◆ Stated task:
Write out the lines below as a JSON list of strings, with one string per line and any blank lines omitted.

-----

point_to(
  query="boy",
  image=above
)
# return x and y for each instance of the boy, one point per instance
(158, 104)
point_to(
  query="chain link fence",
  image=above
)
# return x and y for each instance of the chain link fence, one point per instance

-----

◆ Output for this task:
[
  "point_to(",
  "  query=\"boy\",",
  "  image=above",
  ")",
  "# return x and y for each instance of the boy, one point per instance",
  "(158, 104)",
  "point_to(",
  "  query=\"chain link fence\",",
  "  image=above",
  ")",
  "# return x and y for each instance of the chain link fence, one point per instance"
]